CONSIGNE 1 ▸
Répondez à ces questions sur le passage consacré à Troye Sivan :
(a) Quel est le titre de son premier EP, et en quelle année est-il sorti ?
(b) Combien de temps dure la vidéo Coming Out qu'il a mise sur YouTube ?
(c) Quel EP raconte la perte de sa virginité ?
CONSIGNE 2 ▸ D'après le passage consacré à Troye Sivan, pourquoi le chanteur voit-il un avantage à être gay ?
CONSIGNE 3 ▸ Écrivez la suite du passage consacré à Troye Sivan, en partant de sa dernière phrase.


    En clair, Troye Sivan est un enfant star. Depuis l'Australie, où sa famille s'est installée dans l'idée de fuir la criminalité sud-africaine, il enchaîne les apparitions télévisées, publie un premier EP en 2008 (Dare To Dream, à seulement 13 ans), donne de la voix lors d'événements de charité, lance une chaîne YouTube qui rassemblait plus de 7 millions d'abonnés et met un pied dans le cinéma (X-Mens Origines : Wolverine, Spud ou encore Boy Erased, où il joue aux côtés de Nicole Kidman, Russell Crowe et Xavier Dolan).

    Au-delà de ce déroulé expéditif de son histoire personnelle façon Wikipédia, c'est surtout l'être humain qui retient l'attention. Troye Sivan est de ceux qui maîtrisent leur œuvre, leur parcours. À seulement 18 ans, alors qu'il vient de signer chez EMI Australie, il publie sur YouTube Coming Out, une vidéo de 8 minutes où il explique au monde entier ce qu'il avait déjà confié à sa famille trois ans plus tôt. Pour Numéro, il précise : 

    « Être gay procure un avantage indéniable, vous échappez à la pression que peuvent subir les hétérosexuels. Vous n’avez pas à suivre un programme prédéfini : vous poser, avoir des enfants... Vous le pouvez si vous le souhaitez, mais vous avez aussi la possibilité d’imaginer votre propre chemin. »

    La vérité, c'est que Troye Sivan n'a jamais cessé de parler de son intimité au fil de ses morceaux. Écouter ses chansons, c'est un peu parcourir les différentes étapes de sa vie. Ça paraît cliché de le dire, mais les faits sont là : « Je m'ouvre, juste pour toi », chante-t-il sur Bloom (un titre décrivant le sexe entre deux hommes), tandis que Seventeen évoque un rendez-vous avec un homme d’une trentaine d’années sur Grindr et que l'EP Blue Neighbourhood narre dès 2015 la perte de sa virginité.

    Si ce qui constitue notre intimité est précisément ce dont on peut avoir honte, Troye Sivan en fait une force, le moteur des liens qu'il parvient à tisser avec son public. Chez lui, tout n'est qu'émancipation et affirmation de soi - autant de pulsions libératoires apprises dans les disques de Lady Gaga, Amy Winehouse ou Robyn. À l'instar des deux premières, Troye Sivan veut d'ailleurs être une icône. C'est décidé. Il ne peut en être autrement.

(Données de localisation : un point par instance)
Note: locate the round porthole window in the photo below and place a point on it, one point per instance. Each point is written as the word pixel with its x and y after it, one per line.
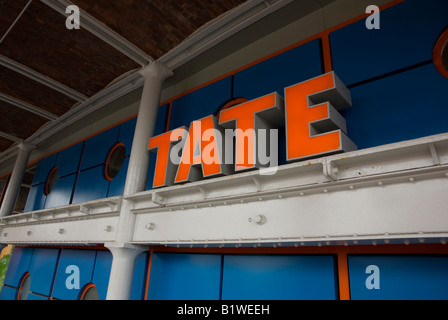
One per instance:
pixel 24 288
pixel 440 54
pixel 115 160
pixel 51 180
pixel 90 292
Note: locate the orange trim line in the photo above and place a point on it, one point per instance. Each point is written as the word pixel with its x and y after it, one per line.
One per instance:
pixel 2 194
pixel 47 183
pixel 151 251
pixel 326 52
pixel 25 276
pixel 117 145
pixel 343 277
pixel 437 53
pixel 342 253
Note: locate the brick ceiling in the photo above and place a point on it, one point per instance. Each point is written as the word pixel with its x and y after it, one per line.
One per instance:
pixel 34 39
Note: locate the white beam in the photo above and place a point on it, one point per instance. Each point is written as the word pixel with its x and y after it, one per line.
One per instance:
pixel 10 137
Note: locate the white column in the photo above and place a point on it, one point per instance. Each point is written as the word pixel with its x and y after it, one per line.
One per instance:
pixel 122 271
pixel 16 179
pixel 124 254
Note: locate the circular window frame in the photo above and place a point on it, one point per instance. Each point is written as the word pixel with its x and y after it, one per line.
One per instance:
pixel 108 161
pixel 440 48
pixel 51 181
pixel 86 288
pixel 25 276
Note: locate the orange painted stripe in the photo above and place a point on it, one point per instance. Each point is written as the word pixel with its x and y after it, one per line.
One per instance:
pixel 27 274
pixel 343 277
pixel 437 53
pixel 151 251
pixel 167 125
pixel 326 48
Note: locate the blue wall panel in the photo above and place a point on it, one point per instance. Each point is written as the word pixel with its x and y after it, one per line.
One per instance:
pixel 97 148
pixel 91 185
pixel 68 159
pixel 400 278
pixel 116 186
pixel 184 277
pixel 273 75
pixel 62 192
pixel 36 297
pixel 279 278
pixel 407 36
pixel 405 106
pixel 8 293
pixel 200 103
pixel 101 272
pixel 139 278
pixel 43 169
pixel 85 261
pixel 162 118
pixel 18 265
pixel 42 270
pixel 36 198
pixel 126 134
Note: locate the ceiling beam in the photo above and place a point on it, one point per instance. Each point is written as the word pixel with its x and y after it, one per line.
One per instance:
pixel 11 137
pixel 103 32
pixel 220 29
pixel 28 107
pixel 36 76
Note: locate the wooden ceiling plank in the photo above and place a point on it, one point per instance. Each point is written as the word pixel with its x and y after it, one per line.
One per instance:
pixel 23 105
pixel 36 76
pixel 104 33
pixel 15 21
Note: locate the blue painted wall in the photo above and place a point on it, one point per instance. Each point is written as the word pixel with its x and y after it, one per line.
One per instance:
pixel 400 278
pixel 48 273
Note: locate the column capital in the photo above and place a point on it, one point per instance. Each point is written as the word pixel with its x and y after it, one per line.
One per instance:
pixel 26 146
pixel 156 70
pixel 116 245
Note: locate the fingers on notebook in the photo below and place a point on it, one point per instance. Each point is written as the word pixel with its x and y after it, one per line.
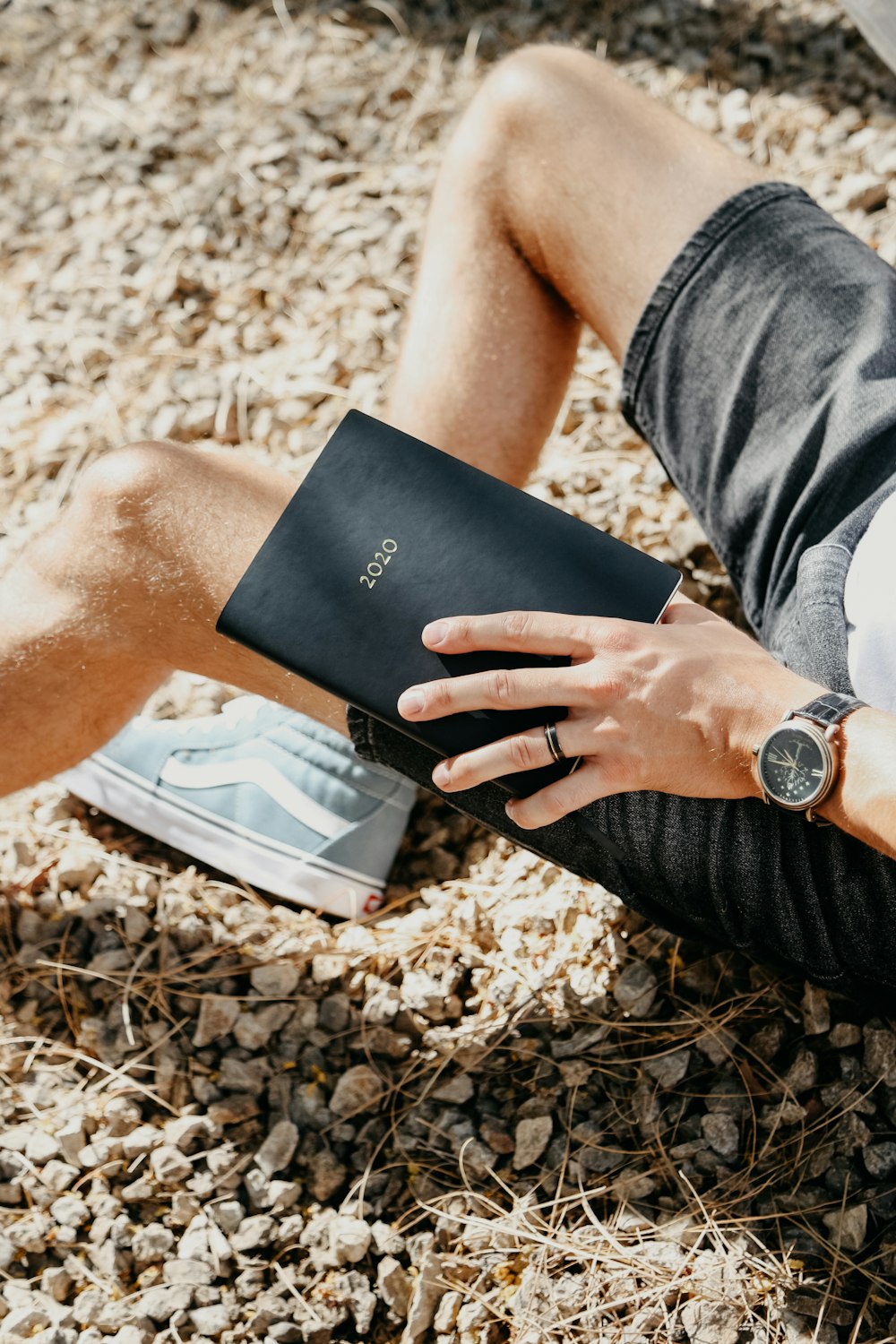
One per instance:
pixel 509 755
pixel 505 688
pixel 520 632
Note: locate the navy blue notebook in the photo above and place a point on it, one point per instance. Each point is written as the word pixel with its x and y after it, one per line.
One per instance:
pixel 386 534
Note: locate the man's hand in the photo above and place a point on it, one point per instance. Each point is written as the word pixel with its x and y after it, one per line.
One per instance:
pixel 673 707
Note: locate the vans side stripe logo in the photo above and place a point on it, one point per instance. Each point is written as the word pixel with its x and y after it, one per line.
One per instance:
pixel 263 776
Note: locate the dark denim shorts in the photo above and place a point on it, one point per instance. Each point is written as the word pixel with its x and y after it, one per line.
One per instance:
pixel 763 375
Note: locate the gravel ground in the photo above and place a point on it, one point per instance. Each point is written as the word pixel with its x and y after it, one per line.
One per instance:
pixel 504 1109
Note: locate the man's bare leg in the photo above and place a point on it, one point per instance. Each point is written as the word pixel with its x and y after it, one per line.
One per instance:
pixel 564 193
pixel 126 586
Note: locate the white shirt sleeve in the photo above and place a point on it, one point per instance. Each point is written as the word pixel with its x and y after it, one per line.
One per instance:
pixel 869 602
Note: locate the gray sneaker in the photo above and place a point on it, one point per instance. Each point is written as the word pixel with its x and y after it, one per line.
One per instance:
pixel 263 793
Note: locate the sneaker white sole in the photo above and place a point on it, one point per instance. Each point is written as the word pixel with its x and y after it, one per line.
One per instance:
pixel 290 874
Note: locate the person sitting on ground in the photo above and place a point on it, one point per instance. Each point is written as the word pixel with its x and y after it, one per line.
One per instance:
pixel 759 360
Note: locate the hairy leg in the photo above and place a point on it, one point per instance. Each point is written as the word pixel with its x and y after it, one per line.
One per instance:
pixel 124 588
pixel 563 196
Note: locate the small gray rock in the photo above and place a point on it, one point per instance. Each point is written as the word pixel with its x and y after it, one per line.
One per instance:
pixel 349 1239
pixel 24 1322
pixel 257 1230
pixel 169 1166
pixel 455 1090
pixel 880 1160
pixel 140 1140
pixel 58 1176
pixel 151 1244
pixel 711 1322
pixel 196 1273
pixel 217 1018
pixel 844 1035
pixel 279 980
pixel 228 1215
pixel 635 989
pixel 668 1070
pixel 532 1137
pixel 815 1007
pixel 69 1211
pixel 359 1089
pixel 160 1304
pixel 211 1322
pixel 804 1073
pixel 429 1288
pixel 279 1148
pixel 721 1133
pixel 880 1054
pixel 394 1285
pixel 848 1226
pixel 185 1131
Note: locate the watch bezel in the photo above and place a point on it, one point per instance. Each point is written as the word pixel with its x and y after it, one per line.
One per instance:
pixel 828 753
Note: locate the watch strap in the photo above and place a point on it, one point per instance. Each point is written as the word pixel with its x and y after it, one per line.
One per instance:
pixel 829 709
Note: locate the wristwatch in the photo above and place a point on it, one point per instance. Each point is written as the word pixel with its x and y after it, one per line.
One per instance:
pixel 799 760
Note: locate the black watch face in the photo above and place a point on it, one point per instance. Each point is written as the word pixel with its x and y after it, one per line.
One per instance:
pixel 794 766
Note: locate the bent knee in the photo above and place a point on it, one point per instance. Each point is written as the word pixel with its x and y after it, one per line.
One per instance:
pixel 516 126
pixel 126 484
pixel 533 93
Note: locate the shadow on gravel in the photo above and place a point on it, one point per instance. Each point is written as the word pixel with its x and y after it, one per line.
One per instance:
pixel 729 43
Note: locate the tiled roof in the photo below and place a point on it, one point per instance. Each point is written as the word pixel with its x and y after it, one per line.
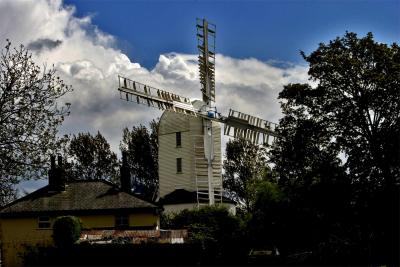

RÉPONSE 1 ▸
(a) Dare To Dream, sorti en 2008.
(b) 8 minutes.
(c) Blue Neighbourhood.

RÉPONSE 2 ▸ Selon lui, être gay permet d'échapper à la pression que peuvent subir les hétérosexuels. On n'est pas obligé de suivre un programme prédéfini, comme se poser ou avoir des enfants, et on peut imaginer son propre chemin.

RÉPONSE 3 ▸
    De là à suspecter le jeune homme de calculer chaque pas, chaque partenariat (il a été un temps ambassadeur de la maison Cartier), chaque collaboration ? Difficile à dire, même si Troye Sivan fait tout pour atteindre son objectif, aussi ambitieux soit-il. Depuis son vingtième anniversaire, en 2015, on l'a vu publier des titres accumulant des centaines de millions de streams (Youth, My My My!, I am So Tired), placer un album à la quatrième place des meilleures ventes aux États-Unis (« Bloom », 2018), ou encore collaborer avec Taylor Swift, Charli XCX ou Ariana Grande.

    Proche des plus grandes popstars que l’époque a en réserve, Troye Sivan prouve qu’il n’est pas seulement aussi inventif qu’elles : il est également plus audacieux, osant dans ses clips ce que de telles artistes (hyper scrutées) n’auraient jamais tenté. À l'image du clip de Rush publié l'été dernier : une vidéo d'à peine quatre minutes, tournée dans un squat berlinois façon Harmony Korine, où chaque scène suinte la fête, la drogue (« Rush » fait référence à une marque de poppers du même nom), l'hédonisme et le désir homosexuel.

    La séduction exercée par Troye Sivan tient ainsi autant au style qu’il déploie qu’aux évènements qu’il rapporte. Chez lui, rien n’est irréel ou fictionnel : contrairement à certaines de ses références (Lady Gaga, notamment), le jeune homme n’a pas envie d’incarner autre chose que lui-même, d’être le fantasme queer d’une génération avec laquelle il a pris l’habitude de dialoguer. Et dont il comprend les codes, les goûts : Got Me Started, par exemple, est construit autour d'un sample de Shooting Stars, ce tube de Bag Raiders publié à la fin des années 2000 et devenu viral à la fin de la décennie suivante.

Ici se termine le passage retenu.